◆ **Document**:
When our server/bartender/cashier was able to get to us, she apologized and quickly took our order and Kurt's name in case she couldn't find us when our food was ready. I ordered the hamburger with American cheese ($10. plus $1 for the cheese) and Kurt ordered the Bratwurst sandwich.
The food came out pretty quickly and looked delicious. My burger smelled wonderful and came with a big chunk of iceberg lettuce, tomatoes, red onions, and a length-cut dill pickle, all on a perfectly toasted hamburger bun lovingly cradeled by perfectly cooked french fried potatoes. Kurt's food came out looking a bit like a brown glob, but what do you expect when you put a sausage on sandwich bread? The reason those things are shaped the way they are is because they are intended for a specific type of bun. The sturdiness of the meat and the casing is often too robust for sandwich bread, and often, and in this case, the bread ends up falling apart around the sausage.
The burger was cooked between MR and M, and had a nice flavor to it. The fries, as always, were seasoned with salt and parsley, and it should be noted that these particular fries are Kurt's favorite in the valley. He has a penchant for thinly cut, crispy, well-seasoned fries.
The scores were as follows:
- Flavor: 7
- Juiciness: 7.5
- Vegetables: 8
- Bun: 7
- Source: 6
- Value: 7.5
- Synergy: 8
- Flavor: 8
- Juiciness: 8
- Vegetables: 6.5
- Bun: 6
- Source: 5
- Value: 8
- Synergy: 8
The burger was pretty good. When I asked the server where they got their beef she said it was USDA chuck, but if we had ordered the organic burger, we would have gotten...yes, you guessed it, organic beef. Too bad I missed that on the menu. I would say that the bun was a bit insubstantial for the life of the burger, the iceburg lettuce was rife with complacency, and the tomato, as is the trend these days, had little to no flavor. All were crisp, all fresh, but in the end, the onions and the pickle were the only vegetables adding to the flavor profile.

◆ **Provided data**:
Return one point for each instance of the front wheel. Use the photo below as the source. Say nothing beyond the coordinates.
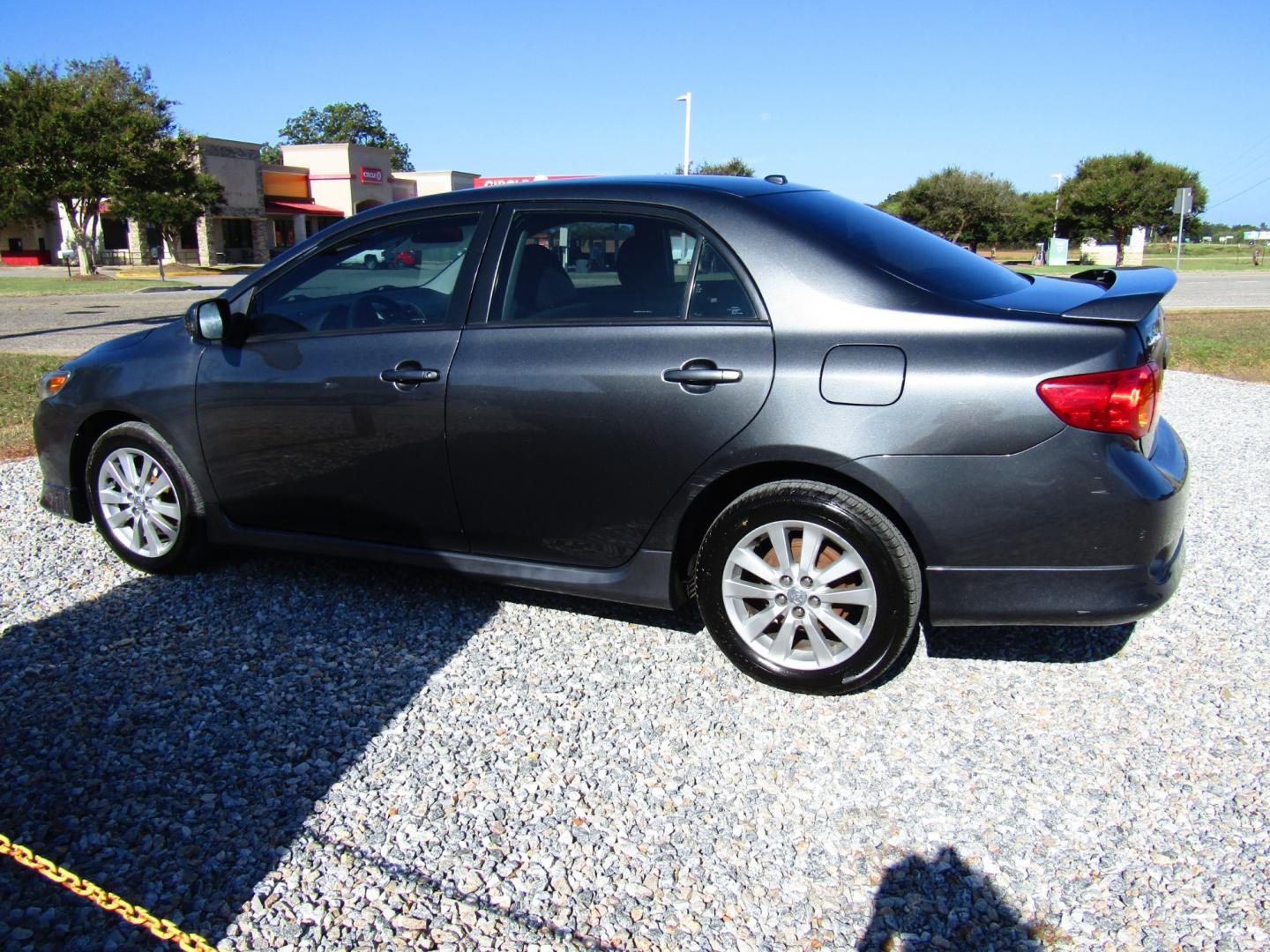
(808, 588)
(143, 499)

◆ **Exercises to complete**:
1) In the burger review, what kind of beef did the server say the restaurant used?
2) Pick up the burger review where it stops and write the next few sentences.
The lines are material apart from the burger review.

◆ **Results for each task**:
1) USDA chuck.

2)
I bet you are wondering just how, in this instance, life is imitating life. It began with the incredibly long wait for service, got entertaining when the server/bartender cashier rushed our food past us and went out to the back porch in order to yell out Kurt's name so that she could find him to give us our food, and ended when we had to wait an inordinate amount of time for the bill. Much like the closed captioning on the TV, which could clearly not handle the rapid pace at which the news was coming in to accurate tell the tale, the waitress was not on any level able to handle the amount of business at The Corner Pub on this particular sunny Sunday afternoon.
She did the best she could, but I just could not bring myself to reach up and ring the generosity bell. Even out of pity.